What to produce: Nothing but an exact copy of the records is expected here.

Records for the exercise:
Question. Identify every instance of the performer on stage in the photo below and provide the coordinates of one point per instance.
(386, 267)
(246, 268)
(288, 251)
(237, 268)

Answer to this problem:
Question. Identify every instance of the performer on stage in the photo below and provide the coordinates of one point per instance.
(386, 267)
(246, 268)
(288, 251)
(237, 268)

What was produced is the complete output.